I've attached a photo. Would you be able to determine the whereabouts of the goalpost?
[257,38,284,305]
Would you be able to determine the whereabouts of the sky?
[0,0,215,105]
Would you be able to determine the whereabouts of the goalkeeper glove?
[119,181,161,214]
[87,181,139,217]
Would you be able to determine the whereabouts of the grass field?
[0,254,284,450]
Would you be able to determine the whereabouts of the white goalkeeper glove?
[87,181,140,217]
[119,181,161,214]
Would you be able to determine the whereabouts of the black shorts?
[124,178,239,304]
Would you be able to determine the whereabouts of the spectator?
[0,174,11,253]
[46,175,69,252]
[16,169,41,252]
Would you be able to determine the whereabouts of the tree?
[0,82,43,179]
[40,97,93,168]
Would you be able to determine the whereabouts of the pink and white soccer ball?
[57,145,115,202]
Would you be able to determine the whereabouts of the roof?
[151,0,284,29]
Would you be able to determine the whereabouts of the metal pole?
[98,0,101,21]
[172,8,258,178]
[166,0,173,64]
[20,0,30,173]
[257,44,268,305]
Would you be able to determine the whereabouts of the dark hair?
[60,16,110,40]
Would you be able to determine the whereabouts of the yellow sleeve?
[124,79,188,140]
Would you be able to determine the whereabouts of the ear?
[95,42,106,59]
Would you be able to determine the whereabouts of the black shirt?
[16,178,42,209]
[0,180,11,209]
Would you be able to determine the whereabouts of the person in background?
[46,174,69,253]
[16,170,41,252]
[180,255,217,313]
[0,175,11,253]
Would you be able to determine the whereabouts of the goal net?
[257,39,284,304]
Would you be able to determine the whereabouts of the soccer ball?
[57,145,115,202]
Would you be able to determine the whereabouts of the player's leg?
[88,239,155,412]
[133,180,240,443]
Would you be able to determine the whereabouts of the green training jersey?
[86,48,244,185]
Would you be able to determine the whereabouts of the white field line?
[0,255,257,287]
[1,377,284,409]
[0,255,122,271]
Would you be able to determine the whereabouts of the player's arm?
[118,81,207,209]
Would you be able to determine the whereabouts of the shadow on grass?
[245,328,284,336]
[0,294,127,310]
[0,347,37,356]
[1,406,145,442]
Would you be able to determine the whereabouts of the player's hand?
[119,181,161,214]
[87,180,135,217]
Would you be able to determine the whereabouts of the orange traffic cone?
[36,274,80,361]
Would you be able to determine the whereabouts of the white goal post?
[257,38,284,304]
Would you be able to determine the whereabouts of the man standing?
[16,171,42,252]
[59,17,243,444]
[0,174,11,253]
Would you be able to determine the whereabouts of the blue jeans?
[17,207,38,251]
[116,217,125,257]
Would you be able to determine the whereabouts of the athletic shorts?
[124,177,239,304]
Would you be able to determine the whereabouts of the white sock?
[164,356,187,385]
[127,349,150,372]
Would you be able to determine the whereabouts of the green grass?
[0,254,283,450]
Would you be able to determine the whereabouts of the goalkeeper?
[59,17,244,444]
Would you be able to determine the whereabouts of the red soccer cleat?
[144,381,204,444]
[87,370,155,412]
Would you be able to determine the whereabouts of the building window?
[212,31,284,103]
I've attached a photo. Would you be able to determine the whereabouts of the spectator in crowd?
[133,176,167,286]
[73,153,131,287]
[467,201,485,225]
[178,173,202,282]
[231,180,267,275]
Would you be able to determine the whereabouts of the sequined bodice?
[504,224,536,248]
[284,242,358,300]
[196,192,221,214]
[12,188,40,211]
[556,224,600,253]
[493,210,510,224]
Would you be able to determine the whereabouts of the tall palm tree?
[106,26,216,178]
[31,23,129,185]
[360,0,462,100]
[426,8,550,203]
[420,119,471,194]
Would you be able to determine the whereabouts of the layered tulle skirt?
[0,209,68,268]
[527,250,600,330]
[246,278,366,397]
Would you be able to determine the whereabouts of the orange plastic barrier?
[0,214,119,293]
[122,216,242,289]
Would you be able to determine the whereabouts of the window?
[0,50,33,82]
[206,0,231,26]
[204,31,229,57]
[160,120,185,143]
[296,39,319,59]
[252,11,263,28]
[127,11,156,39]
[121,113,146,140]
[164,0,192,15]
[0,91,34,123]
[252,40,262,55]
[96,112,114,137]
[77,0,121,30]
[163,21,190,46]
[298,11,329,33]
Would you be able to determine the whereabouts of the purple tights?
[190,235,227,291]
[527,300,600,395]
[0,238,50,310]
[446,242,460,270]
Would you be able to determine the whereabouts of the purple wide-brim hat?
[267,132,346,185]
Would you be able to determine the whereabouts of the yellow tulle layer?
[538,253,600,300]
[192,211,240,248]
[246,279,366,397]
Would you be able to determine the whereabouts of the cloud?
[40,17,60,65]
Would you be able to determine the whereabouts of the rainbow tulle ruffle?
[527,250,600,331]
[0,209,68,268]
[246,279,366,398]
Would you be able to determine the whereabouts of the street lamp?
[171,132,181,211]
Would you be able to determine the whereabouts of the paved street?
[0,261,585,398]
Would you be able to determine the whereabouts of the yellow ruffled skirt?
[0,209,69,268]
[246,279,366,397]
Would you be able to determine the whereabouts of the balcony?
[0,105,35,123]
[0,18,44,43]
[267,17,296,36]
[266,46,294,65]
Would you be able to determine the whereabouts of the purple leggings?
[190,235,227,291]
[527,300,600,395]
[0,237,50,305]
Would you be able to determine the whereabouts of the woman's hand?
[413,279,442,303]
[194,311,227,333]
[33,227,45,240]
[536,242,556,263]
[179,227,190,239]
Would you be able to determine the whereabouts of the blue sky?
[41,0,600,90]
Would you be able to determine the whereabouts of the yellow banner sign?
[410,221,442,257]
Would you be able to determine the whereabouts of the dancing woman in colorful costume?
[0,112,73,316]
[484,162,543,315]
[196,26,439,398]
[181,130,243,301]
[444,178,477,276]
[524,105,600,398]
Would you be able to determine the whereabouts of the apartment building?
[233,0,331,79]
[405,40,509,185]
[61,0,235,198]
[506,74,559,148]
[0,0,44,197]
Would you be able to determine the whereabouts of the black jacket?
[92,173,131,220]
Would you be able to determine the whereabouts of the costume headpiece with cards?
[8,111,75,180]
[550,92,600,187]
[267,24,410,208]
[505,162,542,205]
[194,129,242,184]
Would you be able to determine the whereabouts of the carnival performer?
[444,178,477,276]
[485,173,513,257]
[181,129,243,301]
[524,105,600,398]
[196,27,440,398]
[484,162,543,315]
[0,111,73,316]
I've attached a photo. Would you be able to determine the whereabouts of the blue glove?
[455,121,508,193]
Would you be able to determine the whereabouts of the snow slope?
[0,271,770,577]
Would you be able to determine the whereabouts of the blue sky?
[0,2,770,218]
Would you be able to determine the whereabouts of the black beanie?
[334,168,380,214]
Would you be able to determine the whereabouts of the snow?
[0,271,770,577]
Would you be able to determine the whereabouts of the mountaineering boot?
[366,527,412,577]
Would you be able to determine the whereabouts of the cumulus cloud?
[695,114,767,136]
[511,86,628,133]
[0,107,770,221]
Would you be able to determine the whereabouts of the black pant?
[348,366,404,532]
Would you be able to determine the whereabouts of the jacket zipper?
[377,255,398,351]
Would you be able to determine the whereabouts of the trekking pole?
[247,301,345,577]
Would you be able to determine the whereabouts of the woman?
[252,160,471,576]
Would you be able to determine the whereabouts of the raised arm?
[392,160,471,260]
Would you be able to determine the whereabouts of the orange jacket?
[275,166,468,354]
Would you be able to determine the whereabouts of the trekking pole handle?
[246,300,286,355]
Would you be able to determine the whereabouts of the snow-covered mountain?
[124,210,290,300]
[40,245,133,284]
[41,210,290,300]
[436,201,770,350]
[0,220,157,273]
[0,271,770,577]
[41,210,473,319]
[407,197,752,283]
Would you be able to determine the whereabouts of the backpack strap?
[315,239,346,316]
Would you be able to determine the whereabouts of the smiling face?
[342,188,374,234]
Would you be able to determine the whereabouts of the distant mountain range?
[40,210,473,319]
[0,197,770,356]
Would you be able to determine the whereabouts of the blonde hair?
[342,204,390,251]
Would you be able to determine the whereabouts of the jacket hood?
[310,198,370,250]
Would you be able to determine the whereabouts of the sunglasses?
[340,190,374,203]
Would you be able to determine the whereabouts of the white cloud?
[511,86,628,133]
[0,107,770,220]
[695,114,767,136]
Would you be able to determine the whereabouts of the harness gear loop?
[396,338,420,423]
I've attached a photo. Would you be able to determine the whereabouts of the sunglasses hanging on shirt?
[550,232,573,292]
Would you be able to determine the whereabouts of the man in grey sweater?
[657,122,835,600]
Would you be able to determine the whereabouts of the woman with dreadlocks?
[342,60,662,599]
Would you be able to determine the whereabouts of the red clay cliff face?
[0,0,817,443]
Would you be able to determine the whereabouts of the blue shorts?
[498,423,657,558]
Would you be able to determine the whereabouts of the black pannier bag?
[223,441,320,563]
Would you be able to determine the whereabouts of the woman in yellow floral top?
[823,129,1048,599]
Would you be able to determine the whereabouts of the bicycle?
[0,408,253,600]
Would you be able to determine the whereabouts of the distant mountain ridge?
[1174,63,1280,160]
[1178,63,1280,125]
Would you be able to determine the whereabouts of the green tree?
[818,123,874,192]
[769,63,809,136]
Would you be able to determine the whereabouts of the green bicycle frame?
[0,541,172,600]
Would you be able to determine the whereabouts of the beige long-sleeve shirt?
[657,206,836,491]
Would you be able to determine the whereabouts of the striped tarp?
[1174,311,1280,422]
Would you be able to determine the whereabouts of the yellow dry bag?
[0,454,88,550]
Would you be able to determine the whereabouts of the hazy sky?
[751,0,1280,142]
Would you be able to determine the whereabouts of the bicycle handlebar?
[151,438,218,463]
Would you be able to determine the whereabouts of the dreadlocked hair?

******************************

## PROMPT
Reproduce the records above verbatim, everything from the very first line down to the line containing "[0,180,11,209]", with both of those lines included.

## PROBLEM SOLUTION
I've attached a photo. Would you be able to determine the whereabouts of the goalpost?
[257,38,284,305]
Would you be able to determine the whereabouts of the sky?
[0,0,215,105]
Would you be able to determine the whereabouts of the goalkeeper glove?
[119,181,161,214]
[87,181,139,217]
Would you be able to determine the whereabouts of the grass field?
[0,254,284,450]
Would you be able to determine the whereabouts of the white goalkeeper glove?
[87,181,140,217]
[119,181,161,214]
Would you be able to determine the whereabouts of the black shorts?
[124,178,239,304]
Would you be able to determine the whereabouts of the spectator?
[0,174,11,253]
[46,175,69,252]
[16,169,41,252]
Would you be able to determine the whereabouts of the tree?
[0,82,43,179]
[40,97,93,168]
Would you be able to determine the whereabouts of the pink and white soccer ball?
[57,145,115,202]
Would you be able to determine the whereabouts of the roof?
[151,0,284,29]
Would you be able to determine the whereabouts of the metal pole?
[98,0,101,21]
[172,8,258,178]
[166,0,173,64]
[20,0,30,173]
[257,44,268,305]
Would you be able to determine the whereabouts of the dark hair?
[60,16,110,40]
Would you be able to determine the whereabouts of the yellow sleeve?
[124,79,188,140]
Would you be able to determine the whereabouts of the ear?
[95,42,106,59]
Would you be able to determine the whereabouts of the black shirt?
[16,178,42,209]
[0,180,11,209]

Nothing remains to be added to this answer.